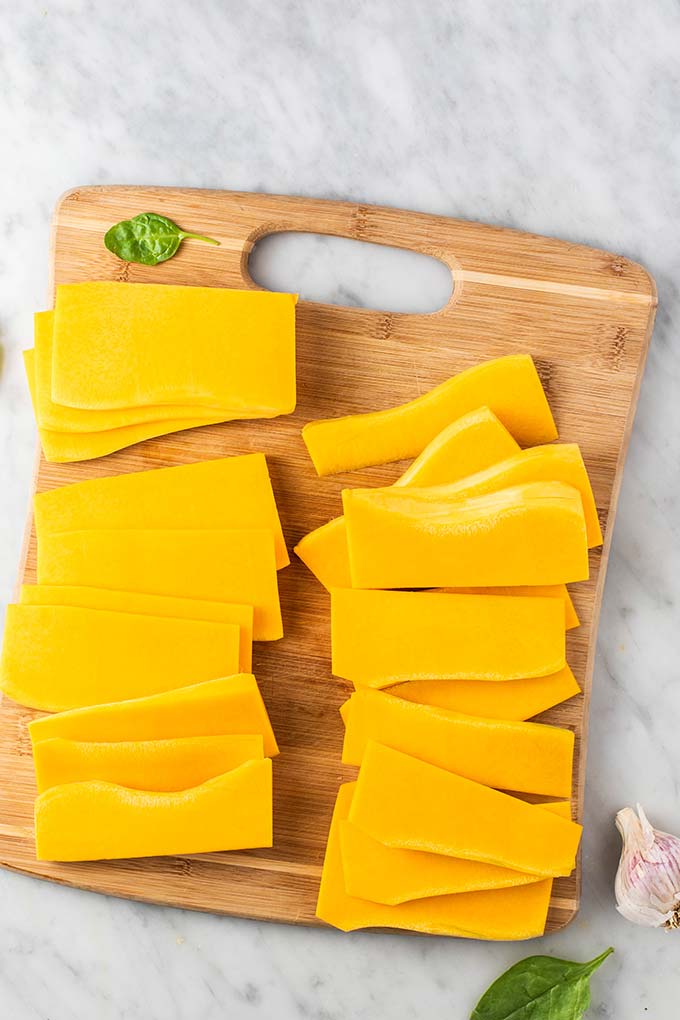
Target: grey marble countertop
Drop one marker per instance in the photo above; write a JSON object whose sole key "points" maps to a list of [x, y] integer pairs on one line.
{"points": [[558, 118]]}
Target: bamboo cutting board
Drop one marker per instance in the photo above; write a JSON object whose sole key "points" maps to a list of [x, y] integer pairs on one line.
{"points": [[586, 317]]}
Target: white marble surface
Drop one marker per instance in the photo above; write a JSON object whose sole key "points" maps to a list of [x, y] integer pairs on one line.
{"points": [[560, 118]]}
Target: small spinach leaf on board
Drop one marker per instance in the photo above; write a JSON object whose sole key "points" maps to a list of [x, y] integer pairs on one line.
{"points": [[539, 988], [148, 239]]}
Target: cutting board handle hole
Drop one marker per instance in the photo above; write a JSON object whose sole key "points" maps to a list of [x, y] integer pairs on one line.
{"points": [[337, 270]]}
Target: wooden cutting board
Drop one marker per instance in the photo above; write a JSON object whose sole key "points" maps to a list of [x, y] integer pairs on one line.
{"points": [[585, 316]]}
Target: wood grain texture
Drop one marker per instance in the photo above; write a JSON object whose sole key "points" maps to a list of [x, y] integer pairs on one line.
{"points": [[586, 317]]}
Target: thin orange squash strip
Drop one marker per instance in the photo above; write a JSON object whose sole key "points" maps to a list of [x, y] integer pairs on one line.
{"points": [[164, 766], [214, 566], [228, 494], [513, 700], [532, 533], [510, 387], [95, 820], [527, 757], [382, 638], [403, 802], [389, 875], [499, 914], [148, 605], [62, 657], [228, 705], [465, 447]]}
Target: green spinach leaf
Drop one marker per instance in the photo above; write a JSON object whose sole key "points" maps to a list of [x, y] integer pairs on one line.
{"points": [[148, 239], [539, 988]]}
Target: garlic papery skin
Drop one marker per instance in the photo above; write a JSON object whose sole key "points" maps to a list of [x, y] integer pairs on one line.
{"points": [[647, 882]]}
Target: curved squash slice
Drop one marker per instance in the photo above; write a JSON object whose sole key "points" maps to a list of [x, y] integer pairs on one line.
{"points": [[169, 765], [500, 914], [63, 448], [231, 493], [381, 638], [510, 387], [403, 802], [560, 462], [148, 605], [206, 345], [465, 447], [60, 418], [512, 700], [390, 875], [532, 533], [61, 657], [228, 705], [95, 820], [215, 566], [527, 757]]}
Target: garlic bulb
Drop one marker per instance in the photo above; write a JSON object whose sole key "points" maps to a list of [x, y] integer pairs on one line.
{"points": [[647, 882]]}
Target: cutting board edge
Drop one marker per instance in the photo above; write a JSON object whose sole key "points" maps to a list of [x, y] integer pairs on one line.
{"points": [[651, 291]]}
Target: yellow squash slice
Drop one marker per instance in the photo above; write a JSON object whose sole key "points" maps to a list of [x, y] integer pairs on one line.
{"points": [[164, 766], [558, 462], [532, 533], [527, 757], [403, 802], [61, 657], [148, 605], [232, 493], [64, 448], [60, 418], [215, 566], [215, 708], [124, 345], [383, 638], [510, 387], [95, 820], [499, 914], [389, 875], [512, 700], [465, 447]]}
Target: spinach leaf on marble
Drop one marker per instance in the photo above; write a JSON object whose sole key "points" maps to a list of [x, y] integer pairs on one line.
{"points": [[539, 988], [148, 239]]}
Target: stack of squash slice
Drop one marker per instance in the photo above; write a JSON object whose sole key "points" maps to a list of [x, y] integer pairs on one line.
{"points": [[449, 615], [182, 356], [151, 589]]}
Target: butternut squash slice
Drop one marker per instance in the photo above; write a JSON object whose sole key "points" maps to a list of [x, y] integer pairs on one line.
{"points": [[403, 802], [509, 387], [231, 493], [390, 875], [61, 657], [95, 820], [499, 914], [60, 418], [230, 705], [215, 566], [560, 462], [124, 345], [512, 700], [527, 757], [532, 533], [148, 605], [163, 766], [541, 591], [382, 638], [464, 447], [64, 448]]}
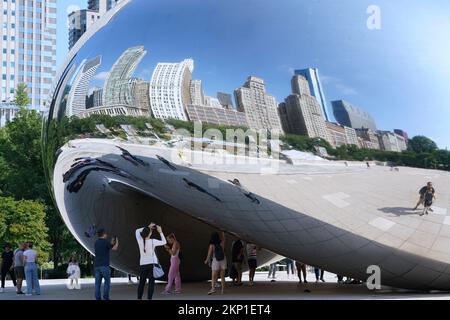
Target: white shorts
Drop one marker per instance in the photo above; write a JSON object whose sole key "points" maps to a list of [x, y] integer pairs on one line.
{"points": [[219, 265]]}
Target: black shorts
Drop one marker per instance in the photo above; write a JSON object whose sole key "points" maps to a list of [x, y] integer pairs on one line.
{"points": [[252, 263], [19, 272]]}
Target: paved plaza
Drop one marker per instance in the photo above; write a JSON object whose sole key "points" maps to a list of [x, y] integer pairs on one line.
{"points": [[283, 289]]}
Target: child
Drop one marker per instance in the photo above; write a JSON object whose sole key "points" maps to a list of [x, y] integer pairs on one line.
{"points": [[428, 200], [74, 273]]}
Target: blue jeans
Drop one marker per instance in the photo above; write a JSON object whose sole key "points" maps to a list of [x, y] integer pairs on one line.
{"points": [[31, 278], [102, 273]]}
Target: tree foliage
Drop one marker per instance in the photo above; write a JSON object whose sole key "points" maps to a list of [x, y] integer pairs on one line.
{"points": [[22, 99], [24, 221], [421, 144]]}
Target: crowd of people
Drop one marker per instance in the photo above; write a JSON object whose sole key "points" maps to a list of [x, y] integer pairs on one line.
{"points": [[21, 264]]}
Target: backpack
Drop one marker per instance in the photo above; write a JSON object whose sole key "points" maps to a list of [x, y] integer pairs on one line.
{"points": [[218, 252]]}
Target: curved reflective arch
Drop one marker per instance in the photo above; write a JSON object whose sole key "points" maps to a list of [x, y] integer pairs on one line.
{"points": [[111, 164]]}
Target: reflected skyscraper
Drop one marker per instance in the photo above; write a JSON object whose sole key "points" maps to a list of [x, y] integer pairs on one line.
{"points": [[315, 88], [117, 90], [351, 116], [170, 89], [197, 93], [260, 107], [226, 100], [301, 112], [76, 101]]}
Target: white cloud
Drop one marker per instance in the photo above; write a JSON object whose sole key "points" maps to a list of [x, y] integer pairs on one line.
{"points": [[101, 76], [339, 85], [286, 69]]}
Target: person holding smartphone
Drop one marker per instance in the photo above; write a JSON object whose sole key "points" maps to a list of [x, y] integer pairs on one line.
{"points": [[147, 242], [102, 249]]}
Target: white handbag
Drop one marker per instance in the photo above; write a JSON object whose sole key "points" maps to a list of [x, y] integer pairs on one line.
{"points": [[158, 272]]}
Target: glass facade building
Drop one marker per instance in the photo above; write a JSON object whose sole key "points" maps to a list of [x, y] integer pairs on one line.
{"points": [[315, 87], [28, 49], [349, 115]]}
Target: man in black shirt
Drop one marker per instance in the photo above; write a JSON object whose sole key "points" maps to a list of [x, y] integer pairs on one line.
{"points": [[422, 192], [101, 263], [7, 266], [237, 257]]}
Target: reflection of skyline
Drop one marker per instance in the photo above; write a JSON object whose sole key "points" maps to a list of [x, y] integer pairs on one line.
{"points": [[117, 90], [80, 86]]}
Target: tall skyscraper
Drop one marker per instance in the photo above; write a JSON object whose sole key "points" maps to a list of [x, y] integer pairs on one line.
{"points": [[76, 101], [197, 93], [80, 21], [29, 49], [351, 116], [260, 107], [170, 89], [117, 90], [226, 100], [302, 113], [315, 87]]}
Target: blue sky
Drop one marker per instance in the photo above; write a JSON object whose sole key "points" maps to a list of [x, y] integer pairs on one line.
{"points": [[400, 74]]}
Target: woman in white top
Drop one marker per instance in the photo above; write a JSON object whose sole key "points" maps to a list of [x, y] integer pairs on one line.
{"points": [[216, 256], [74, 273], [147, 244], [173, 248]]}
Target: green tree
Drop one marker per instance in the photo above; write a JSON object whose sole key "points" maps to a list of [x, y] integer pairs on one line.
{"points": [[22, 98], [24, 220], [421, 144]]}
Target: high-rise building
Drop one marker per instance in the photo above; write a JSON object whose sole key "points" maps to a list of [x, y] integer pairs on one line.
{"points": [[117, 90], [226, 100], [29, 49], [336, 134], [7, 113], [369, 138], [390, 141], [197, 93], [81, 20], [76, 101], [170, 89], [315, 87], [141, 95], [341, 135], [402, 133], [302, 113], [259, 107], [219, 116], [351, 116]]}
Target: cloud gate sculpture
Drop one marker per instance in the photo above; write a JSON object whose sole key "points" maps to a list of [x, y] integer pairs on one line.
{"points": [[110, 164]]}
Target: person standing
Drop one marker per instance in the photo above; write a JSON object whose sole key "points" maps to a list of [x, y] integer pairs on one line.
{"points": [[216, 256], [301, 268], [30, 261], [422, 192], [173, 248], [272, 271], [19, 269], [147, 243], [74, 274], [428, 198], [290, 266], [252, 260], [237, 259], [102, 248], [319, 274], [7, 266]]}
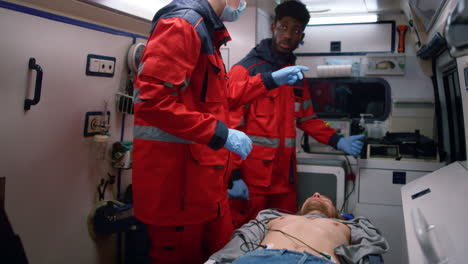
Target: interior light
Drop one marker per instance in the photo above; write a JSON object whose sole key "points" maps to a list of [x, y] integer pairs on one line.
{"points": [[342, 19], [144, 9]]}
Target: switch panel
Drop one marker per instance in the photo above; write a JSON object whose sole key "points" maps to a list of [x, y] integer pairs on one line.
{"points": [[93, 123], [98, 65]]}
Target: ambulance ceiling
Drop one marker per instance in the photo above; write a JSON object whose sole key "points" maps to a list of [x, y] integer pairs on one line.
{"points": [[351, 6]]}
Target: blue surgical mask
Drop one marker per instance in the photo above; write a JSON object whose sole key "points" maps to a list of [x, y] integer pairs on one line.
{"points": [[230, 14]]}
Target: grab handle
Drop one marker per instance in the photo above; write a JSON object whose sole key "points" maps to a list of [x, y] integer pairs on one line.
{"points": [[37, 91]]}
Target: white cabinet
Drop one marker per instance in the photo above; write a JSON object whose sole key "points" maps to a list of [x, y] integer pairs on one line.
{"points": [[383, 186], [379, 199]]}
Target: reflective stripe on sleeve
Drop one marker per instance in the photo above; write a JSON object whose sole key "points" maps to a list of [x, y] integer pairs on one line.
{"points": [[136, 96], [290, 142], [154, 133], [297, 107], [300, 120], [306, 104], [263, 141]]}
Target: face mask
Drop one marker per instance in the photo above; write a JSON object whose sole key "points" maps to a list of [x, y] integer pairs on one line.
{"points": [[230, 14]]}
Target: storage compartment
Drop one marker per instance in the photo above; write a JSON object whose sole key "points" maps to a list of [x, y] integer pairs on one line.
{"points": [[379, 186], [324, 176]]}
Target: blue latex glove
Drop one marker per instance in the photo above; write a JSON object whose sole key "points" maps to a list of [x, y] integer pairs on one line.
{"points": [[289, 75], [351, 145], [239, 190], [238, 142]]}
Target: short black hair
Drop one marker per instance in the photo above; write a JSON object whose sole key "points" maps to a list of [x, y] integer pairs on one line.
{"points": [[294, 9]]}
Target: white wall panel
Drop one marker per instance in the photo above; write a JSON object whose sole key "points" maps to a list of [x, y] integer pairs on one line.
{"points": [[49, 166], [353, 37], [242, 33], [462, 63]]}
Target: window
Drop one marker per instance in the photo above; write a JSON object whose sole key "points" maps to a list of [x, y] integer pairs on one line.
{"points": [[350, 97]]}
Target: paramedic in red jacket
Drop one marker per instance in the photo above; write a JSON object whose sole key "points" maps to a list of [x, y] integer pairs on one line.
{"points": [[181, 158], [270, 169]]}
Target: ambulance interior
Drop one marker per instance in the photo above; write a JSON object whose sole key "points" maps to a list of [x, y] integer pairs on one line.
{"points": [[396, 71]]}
::::
* Exercise *
Return the stretch of the items from the line containing "Target: white wall panel" through the last line of the items, copied word for word with nothing added.

* Response to this exercise *
Target: white wall panel
Drop one marker per instance in the photo above; write a JSON object whose sole key "points" maps to a list of [x, y] integer pairs on one line.
{"points": [[49, 166], [353, 37], [242, 33], [462, 63]]}
Target: window
Drop one marker per instance in the photo above; write a JSON object whose sole key "points" maps to a list of [x, y] integer pairs on one line.
{"points": [[350, 97]]}
Target: paramedic in red jacket
Drop one marker per instance in the photo above; write a JSON object whose sole key "points" maps to a list of [x, y] integer pairs on one line.
{"points": [[181, 158], [270, 169]]}
Target: ambulance interior
Drop one marker per instance in the photo above; write a JSON object whose sole key "points" maps to a list of [x, y] integer pairs on one line.
{"points": [[396, 71]]}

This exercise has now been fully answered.